*Given request 1:* Edit the listing, starting with the line with "Return one point per instance of the knitted yellow" and going on through the line with "(1021, 632)": replace "crocheted" with "crochet" and leave the rest untouched. Return only those lines.

━━ Source excerpt ━━

Penman No. 128: Sense by Sondheim

51xVXvpXz-LPenman for Monday, December 22, 2014

 

LAST WEEK, I mentioned having twice seen the HBO documentary on the life and work of the Broadway composer Stephen Sondheim, perhaps best known for the song “Send in the Clowns” from his hit 1973 musical A Little Night Music. Directed by James Lepine, Six by Sondheim walks us through the conceptualization and the composition of six of Sondheim’s most important songs: “Something’s Coming” (West Side Story); “Opening Doors” (Merrily We Roll Along); “Send in the Clowns” (A Little Night Music); “I’m Still Here” (Follies); “Being Alive” (Company); and “Sunday” (Sunday in the Park With George).

I’d have to admit that I didn’t know three of these songs; I knew and liked “Something’s Coming” as a big West Side Story fan, and “Send in the Clowns” and “Being Alive” from Barbra Streisand’s Broadway album, but the others were unfamiliar to me, which was just as well, as they were a pleasant discovery of other aspects of Sondheim’s craft.

That craft and the attitude that shaped it was something nurtured by Sondheim from a young age. When his parents broke up, the boy sought a sense of regularity and order, and surprisingly responded well to the routine of a military school. He found a hero in a family friend, the lyricist and librettist Oscar Hammerstein II, to whom he presented his early attempts at composition, only to receive a coldly professional—and cutting—assessment.

That didn’t faze Stephen, who went on to write the lyrics for West Side Story at age 25—and was unhappy about it, wanting to have written the music instead (Leonard Bernstein did). This was one of Sondheim’s (and any aspiring theater person’s) first and most important lessons: when you’re starting out, you learn to play the part you’re given. And Stephen did, exceedingly well: in the documentary, he talks about writing “Something’s Coming” using a succession of baseball metaphors that emphasized forward motion: “cannonballing down through the sky… catch the moon, one-handed catch!”

Sounds like poetry, but Sondheim is very clear about the difference between poetry and songwriting. While some lyrics may be poetic, songs, he says, have to be understood as they are sung; songs have to advance the dramatic situation, and help the listener grasp what’s at stake in the unfolding drama. Readers can go back and mull over the lines of a poem, but a song has to be instantly comprehensible.

Even so, Sondheim doesn’t succumb to the easy rhyme (the kind of song where you know “remember” will be followed by “September”). The words may be simple, but the ideas complex, as in “Being Alive”: “Make me confused / Mock me with praise / Let me be used / Vary my days.” His collaborators and directors like Hal Prince would agree that Sondheim doesn’t go for the simply hummable tune: he challenges norms, uses his music to put people not at ease, but at odds with oneself, as his characters often are.

His approach seems deceptively easy: “I scour the dialogue for lines. Or I might take a title line, then use its inflections to get the rhythm of the melody.” He likes to write lying down, taking a stiff drink now and then to loosen up. His love of word games (“It’s a very short road from the pinch and the punch / to the paunch and the pouch and the pension,” goes one of his lyrics) is mirrored in his collection of vintage board games and puzzles.

━━━
━━ Data provided ━━

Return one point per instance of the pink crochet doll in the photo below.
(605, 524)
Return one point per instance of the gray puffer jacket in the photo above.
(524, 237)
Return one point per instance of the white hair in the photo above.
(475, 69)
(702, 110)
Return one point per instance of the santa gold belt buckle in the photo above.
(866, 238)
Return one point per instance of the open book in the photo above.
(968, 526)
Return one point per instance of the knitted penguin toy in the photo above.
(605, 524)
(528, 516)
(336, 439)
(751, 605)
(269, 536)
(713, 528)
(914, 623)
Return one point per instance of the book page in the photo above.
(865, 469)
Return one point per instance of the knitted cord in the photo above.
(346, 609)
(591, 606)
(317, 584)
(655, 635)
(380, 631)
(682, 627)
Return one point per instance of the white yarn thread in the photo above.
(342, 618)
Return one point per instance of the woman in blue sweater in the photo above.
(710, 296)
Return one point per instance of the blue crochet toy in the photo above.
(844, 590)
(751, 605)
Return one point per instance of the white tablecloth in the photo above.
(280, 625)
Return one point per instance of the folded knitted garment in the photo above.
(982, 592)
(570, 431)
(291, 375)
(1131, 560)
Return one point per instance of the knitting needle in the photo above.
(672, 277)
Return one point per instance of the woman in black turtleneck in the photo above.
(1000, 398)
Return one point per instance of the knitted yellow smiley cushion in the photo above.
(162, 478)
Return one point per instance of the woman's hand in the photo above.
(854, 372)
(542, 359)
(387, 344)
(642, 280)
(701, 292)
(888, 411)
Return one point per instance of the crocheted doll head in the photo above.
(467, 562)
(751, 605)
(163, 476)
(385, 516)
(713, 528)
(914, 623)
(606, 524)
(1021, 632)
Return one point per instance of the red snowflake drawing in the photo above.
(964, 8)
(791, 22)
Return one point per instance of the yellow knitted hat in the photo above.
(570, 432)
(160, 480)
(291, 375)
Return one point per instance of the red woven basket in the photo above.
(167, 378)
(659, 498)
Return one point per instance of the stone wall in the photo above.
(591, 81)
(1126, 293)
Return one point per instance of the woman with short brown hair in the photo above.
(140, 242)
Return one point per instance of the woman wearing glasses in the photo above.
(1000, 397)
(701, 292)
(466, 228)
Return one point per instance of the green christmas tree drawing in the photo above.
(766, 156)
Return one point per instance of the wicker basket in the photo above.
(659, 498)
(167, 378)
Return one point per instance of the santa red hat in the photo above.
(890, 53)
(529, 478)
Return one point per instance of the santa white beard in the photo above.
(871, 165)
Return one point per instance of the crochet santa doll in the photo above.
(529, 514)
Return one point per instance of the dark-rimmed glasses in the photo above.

━━━

*Given request 2:* Please output the passage of the Sondheim column starting with "His approach seems" and going on through "games and puzzles.", copied word for word.

*Task result 1:*
Return one point per instance of the knitted yellow smiley cushion in the photo above.
(162, 478)
Return one point per instance of the woman's hand in the photo above.
(854, 372)
(542, 359)
(387, 344)
(642, 280)
(701, 292)
(888, 411)
Return one point per instance of the crochet doll head in the photo above.
(467, 562)
(751, 605)
(163, 476)
(385, 516)
(713, 528)
(914, 623)
(606, 524)
(1021, 632)

*Task result 2:*
His approach seems deceptively easy: “I scour the dialogue for lines. Or I might take a title line, then use its inflections to get the rhythm of the melody.” He likes to write lying down, taking a stiff drink now and then to loosen up. His love of word games (“It’s a very short road from the pinch and the punch / to the paunch and the pouch and the pension,” goes one of his lyrics) is mirrored in his collection of vintage board games and puzzles.